Saved entries:
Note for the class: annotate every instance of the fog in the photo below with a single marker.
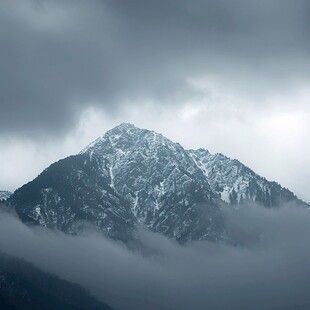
(269, 269)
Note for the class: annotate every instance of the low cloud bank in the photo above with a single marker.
(269, 270)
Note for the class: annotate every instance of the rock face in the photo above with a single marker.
(236, 184)
(132, 176)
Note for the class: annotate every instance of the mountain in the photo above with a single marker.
(4, 195)
(22, 286)
(235, 183)
(133, 177)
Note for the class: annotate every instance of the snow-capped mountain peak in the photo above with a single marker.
(4, 195)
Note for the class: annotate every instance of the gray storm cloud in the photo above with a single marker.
(269, 271)
(59, 57)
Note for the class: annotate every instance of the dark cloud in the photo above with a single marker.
(269, 271)
(58, 57)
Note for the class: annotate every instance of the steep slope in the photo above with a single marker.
(4, 195)
(70, 193)
(132, 176)
(166, 190)
(127, 176)
(236, 184)
(22, 286)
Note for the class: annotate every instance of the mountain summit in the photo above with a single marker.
(133, 177)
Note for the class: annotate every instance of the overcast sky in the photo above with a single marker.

Request:
Output every entry exactly as given; pictures are not part of the copy.

Solution to this problem:
Note for the class: annotate every instance of the fog in the photo below with a single marker.
(269, 269)
Note for the class: annotate every instance of the low cloud bank in the photo above with a single marker.
(269, 270)
Note for the class: annotate every instance of the rock face in the photo above with a single marker.
(236, 184)
(132, 176)
Note for the class: annotate every instance of the mountain in the photo above with a single marker.
(4, 195)
(22, 286)
(235, 183)
(133, 177)
Note for the class: annotate every instance of the snow-capped mountain peak in the photo above with a single marker.
(4, 195)
Note for the class: annotate every instance of the gray storm cloud in the photo above with a single marker.
(269, 271)
(59, 57)
Note for the class: annotate every instance of the dark cloud in the photo above with a single marker.
(269, 271)
(58, 57)
Note for the class: annotate every instance of the steep slope in the photo above with a single marker.
(4, 195)
(70, 193)
(132, 176)
(166, 190)
(127, 176)
(236, 184)
(22, 286)
Note for the class: annotate every instance of the mountain summit in the photo above with a single marker.
(133, 177)
Note for the class: annotate every instance of the overcast sky in the photo above with a single marker.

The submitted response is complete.